* [What is asked] Find every line below that contains the word "blue" and copy each of those lines. Case counts.

* [Input]
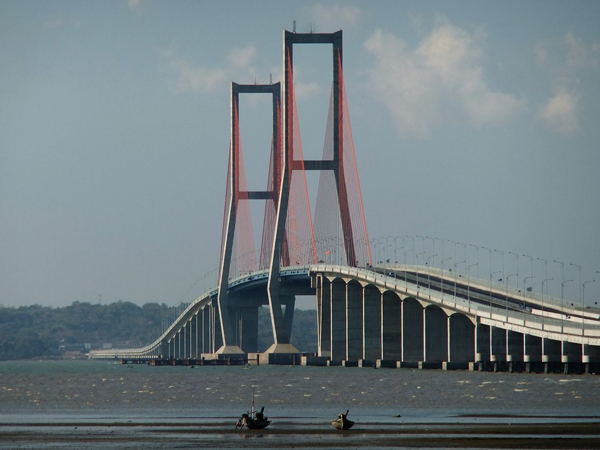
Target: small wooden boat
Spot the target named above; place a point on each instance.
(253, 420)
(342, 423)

---

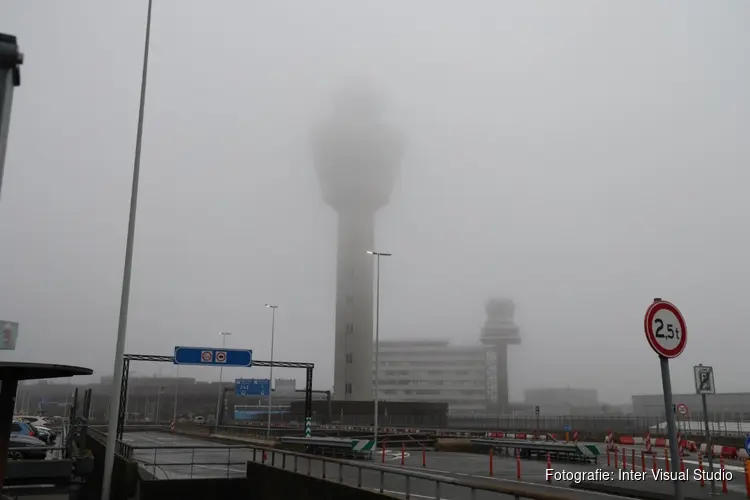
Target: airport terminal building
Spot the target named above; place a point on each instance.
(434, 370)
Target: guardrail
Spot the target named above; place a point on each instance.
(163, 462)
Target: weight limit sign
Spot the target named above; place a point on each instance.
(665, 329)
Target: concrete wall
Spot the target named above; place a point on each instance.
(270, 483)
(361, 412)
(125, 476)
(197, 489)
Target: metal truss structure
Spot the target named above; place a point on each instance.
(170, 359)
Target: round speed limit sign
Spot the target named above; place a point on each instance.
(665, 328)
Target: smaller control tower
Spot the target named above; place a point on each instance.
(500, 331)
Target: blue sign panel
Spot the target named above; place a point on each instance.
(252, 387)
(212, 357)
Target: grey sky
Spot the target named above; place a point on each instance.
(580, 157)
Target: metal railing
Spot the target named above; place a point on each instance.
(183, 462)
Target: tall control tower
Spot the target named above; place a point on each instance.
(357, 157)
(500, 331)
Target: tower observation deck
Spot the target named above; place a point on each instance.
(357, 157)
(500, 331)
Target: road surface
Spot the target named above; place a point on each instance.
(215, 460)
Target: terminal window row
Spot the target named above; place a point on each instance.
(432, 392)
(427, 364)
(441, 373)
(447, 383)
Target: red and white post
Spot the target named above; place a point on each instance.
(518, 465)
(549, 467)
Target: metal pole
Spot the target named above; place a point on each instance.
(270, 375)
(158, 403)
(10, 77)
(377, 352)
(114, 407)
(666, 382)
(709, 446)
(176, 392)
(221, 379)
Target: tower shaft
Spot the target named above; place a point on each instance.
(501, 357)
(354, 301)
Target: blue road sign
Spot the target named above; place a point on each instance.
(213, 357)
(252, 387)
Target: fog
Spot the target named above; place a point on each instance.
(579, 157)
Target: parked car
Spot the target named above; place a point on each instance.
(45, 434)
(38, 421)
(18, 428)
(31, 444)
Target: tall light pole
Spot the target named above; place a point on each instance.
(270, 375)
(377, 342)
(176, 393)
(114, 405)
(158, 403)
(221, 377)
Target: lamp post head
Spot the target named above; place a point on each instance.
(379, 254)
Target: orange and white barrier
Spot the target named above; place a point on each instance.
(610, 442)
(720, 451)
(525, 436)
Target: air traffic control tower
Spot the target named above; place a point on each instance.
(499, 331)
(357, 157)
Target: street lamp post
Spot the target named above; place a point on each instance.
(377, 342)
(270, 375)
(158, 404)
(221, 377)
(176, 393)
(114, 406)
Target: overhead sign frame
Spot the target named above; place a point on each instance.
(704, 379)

* * *

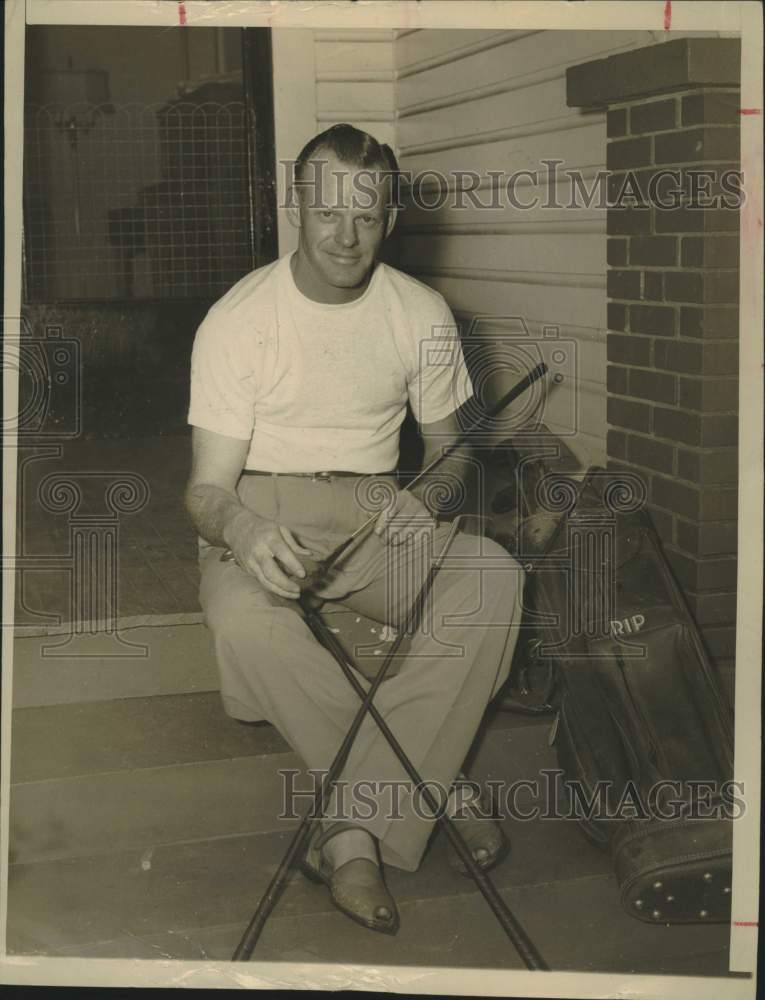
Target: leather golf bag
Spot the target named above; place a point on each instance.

* [Solution]
Target: blue sign panel
Target: blue road sign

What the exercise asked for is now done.